# Dataset start

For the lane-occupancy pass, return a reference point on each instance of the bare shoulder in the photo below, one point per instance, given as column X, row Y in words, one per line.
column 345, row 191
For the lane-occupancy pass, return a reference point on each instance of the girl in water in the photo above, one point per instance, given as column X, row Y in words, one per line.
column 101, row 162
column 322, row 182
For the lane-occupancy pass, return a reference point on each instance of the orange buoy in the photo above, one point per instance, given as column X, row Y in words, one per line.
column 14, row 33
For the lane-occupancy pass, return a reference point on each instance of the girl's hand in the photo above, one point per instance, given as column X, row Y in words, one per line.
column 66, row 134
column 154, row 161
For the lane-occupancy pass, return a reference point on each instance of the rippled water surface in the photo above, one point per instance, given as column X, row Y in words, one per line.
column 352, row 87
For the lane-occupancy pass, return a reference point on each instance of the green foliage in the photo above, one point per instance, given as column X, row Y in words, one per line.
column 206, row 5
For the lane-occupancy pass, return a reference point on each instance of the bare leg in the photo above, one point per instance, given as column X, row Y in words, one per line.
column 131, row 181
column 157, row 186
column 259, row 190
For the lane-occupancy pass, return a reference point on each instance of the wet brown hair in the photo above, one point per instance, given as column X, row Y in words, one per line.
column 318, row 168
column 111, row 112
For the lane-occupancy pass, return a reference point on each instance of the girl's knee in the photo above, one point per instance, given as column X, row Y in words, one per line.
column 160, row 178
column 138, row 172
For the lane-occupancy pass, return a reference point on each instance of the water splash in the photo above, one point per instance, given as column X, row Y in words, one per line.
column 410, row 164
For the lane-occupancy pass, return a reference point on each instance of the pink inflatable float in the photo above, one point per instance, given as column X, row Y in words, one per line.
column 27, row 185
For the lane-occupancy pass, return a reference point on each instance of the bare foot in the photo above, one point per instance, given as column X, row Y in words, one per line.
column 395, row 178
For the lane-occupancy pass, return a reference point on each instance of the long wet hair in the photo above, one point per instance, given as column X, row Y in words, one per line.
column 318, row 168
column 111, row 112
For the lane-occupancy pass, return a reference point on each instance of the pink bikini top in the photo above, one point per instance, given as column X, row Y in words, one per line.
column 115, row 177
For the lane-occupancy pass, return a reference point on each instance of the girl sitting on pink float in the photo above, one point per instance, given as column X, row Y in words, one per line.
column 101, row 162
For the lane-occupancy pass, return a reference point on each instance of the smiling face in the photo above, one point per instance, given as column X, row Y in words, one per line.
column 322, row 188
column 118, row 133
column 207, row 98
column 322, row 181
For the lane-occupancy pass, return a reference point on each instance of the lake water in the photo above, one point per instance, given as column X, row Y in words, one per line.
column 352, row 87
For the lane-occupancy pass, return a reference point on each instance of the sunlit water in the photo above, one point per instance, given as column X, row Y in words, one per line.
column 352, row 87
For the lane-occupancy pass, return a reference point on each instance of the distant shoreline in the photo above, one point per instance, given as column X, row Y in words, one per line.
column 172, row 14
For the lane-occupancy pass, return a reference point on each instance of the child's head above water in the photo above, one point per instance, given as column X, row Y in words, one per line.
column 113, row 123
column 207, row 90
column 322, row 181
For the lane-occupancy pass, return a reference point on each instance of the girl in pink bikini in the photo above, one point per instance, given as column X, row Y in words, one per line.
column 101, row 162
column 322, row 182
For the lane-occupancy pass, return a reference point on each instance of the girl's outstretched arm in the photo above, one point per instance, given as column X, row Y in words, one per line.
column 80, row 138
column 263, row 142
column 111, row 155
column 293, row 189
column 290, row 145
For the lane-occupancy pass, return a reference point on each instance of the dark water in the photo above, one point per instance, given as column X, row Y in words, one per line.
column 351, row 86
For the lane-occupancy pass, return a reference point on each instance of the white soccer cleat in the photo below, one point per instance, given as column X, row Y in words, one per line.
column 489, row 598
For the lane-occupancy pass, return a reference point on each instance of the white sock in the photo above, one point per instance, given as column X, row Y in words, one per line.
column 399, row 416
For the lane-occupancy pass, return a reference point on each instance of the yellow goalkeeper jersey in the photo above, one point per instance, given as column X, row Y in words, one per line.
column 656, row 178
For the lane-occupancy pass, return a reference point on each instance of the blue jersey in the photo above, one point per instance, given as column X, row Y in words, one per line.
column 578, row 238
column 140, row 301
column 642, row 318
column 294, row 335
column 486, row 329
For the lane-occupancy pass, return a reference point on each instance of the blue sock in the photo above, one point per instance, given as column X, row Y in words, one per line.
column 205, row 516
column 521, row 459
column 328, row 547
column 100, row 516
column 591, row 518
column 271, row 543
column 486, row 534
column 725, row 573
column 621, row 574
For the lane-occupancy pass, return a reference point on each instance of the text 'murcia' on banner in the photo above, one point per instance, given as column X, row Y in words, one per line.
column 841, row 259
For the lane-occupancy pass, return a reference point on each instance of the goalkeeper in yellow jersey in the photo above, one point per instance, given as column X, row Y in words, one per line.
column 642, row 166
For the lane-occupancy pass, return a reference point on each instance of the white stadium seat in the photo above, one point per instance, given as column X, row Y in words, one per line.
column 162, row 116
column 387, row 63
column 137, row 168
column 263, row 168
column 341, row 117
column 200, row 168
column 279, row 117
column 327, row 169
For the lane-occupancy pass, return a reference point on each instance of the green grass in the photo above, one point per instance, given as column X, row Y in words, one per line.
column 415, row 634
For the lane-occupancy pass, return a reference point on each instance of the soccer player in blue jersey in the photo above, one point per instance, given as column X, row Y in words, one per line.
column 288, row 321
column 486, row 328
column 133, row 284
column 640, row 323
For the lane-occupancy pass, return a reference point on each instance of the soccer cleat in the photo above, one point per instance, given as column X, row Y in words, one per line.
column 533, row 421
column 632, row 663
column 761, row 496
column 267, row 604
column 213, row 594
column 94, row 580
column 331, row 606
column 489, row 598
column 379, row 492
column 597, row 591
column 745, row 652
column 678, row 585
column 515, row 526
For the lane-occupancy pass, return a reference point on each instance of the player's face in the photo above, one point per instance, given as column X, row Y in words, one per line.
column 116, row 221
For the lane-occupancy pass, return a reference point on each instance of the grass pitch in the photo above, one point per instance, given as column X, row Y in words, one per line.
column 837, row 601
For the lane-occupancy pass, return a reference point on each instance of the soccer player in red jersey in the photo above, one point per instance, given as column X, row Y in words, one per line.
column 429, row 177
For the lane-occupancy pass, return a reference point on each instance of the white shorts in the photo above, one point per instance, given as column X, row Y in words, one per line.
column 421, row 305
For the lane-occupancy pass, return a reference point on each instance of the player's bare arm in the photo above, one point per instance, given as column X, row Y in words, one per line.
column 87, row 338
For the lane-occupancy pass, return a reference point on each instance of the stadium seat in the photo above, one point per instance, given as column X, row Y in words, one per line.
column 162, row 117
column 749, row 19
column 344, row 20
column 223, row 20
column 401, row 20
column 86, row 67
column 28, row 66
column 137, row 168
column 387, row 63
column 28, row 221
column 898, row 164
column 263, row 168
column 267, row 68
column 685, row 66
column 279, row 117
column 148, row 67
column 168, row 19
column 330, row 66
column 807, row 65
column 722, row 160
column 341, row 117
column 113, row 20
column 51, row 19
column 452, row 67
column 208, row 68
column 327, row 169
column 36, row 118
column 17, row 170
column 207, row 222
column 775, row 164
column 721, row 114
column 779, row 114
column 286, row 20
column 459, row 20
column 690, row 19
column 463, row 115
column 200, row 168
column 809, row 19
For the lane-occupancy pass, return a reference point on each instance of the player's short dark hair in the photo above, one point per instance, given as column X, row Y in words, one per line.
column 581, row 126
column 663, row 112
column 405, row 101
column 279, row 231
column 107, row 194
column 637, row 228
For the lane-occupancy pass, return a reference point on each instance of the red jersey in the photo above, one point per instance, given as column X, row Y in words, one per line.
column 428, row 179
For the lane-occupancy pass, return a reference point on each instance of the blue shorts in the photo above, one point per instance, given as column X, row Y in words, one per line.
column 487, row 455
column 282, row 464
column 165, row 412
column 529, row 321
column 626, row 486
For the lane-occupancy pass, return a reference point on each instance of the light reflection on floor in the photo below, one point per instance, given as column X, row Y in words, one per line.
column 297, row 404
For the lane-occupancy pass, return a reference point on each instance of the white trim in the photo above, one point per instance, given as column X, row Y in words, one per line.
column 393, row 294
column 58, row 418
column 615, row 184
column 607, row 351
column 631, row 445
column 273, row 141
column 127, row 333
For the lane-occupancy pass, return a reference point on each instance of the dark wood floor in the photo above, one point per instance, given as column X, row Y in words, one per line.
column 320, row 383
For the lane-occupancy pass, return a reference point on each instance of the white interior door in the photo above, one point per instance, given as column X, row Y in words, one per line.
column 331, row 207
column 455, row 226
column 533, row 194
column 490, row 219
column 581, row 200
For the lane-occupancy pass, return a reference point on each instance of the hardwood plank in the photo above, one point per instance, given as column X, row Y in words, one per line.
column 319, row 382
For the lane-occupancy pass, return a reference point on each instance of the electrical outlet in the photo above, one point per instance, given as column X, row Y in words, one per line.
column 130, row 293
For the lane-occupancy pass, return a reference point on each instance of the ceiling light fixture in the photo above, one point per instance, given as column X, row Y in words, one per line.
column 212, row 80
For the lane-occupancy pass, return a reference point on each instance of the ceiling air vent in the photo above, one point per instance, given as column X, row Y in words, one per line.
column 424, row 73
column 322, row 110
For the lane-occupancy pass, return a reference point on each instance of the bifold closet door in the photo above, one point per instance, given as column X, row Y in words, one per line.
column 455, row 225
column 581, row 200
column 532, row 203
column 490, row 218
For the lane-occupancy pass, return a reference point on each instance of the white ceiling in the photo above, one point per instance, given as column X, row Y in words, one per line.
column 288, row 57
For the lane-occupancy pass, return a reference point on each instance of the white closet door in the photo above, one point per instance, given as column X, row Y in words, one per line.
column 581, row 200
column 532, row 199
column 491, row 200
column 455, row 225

# Dataset end

Objective | Please render the material from the line containing "of the grass" through the line containing "column 837, row 601", inclusive, as a Markdown table with the columns Row and Material line, one row per line and blank lines omitted.

Solution for this problem |
| Row | Material line |
|---|---|
| 1 | For the lane-occupancy pass, return a reference point on each instance of the grass pitch in the photo above, one point per instance, given as column X, row Y in words, one per line. |
| 2 | column 837, row 601 |